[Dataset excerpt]
[Start]

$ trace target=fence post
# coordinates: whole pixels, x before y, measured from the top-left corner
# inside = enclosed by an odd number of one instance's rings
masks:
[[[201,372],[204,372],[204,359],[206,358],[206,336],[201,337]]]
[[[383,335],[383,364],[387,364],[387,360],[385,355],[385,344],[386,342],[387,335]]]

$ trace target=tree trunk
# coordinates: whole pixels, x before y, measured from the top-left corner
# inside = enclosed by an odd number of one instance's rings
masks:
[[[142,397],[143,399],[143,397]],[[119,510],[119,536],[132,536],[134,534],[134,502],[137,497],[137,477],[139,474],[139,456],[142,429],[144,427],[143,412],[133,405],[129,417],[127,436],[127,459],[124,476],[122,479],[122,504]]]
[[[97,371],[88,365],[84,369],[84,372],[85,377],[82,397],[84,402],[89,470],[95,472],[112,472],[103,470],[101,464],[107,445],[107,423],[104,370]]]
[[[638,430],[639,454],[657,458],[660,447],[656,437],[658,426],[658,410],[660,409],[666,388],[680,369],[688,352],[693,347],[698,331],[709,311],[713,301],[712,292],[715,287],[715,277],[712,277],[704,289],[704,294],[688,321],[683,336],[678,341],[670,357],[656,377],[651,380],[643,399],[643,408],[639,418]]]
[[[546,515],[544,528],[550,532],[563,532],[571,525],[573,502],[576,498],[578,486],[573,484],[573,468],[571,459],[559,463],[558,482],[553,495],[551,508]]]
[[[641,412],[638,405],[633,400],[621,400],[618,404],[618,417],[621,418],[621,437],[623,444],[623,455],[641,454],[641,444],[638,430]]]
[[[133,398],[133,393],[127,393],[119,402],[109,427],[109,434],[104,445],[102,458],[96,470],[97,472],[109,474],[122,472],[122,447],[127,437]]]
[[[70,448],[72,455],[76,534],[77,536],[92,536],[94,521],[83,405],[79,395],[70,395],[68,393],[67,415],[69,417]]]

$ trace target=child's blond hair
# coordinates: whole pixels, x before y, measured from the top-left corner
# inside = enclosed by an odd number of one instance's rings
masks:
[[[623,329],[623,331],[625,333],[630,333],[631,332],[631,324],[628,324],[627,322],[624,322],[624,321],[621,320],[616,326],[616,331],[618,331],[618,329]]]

[End]

* _What you have to do_
Rewrite all of the data above, renaming "masks" to "polygons" everywhere and leaving everything else unchanged.

* _The completed task_
$ trace target=fence post
# coordinates: whole pixels, x before y, measured from the top-left corner
# inside = enclosed by an odd number of one instance's rings
polygons:
[[[201,372],[204,372],[204,359],[206,358],[206,336],[201,337]]]
[[[383,335],[383,364],[387,364],[387,360],[385,355],[385,344],[386,342],[387,335]]]

$ trace target=tree trunk
# coordinates: whole pixels, x before y, measured from the top-left corner
# inside = enclosed by an odd number of one instance's rings
polygons:
[[[142,397],[143,399],[143,397]],[[119,510],[119,536],[132,536],[134,534],[134,502],[137,497],[137,477],[139,474],[139,456],[142,429],[144,427],[143,412],[133,405],[129,417],[127,436],[127,459],[124,476],[122,479],[122,504]]]
[[[97,371],[88,365],[84,369],[84,372],[85,377],[82,397],[84,402],[89,470],[95,472],[112,472],[103,470],[101,464],[107,445],[107,423],[104,370]]]
[[[638,430],[639,454],[657,458],[660,447],[656,437],[658,426],[658,410],[660,409],[666,388],[680,369],[688,352],[693,347],[698,331],[709,311],[713,301],[712,292],[715,287],[715,277],[712,277],[704,289],[704,294],[688,321],[683,336],[678,341],[670,357],[656,377],[651,380],[643,399],[643,408],[639,418]]]
[[[546,515],[544,528],[550,532],[563,532],[571,525],[573,502],[576,498],[578,486],[573,484],[573,468],[571,459],[559,463],[558,482],[553,495],[551,508]]]
[[[641,412],[638,405],[633,400],[621,400],[618,404],[618,417],[621,418],[621,437],[623,444],[623,455],[641,454],[641,444],[638,430]]]
[[[133,398],[133,393],[127,393],[119,402],[109,427],[109,434],[104,445],[102,458],[96,470],[97,472],[109,474],[122,472],[122,447],[127,437]]]
[[[70,448],[72,455],[76,534],[77,536],[92,536],[94,521],[83,405],[79,395],[70,395],[68,393],[67,415],[69,417]]]

$ trace target=child's blond hair
# coordinates: whole pixels, x before y, measured from the top-left corner
# inside = enclosed by an odd number of one instance's rings
polygons:
[[[623,329],[623,331],[625,333],[630,333],[631,332],[631,324],[628,324],[627,322],[624,322],[624,321],[621,320],[616,326],[616,331],[618,331],[618,329]]]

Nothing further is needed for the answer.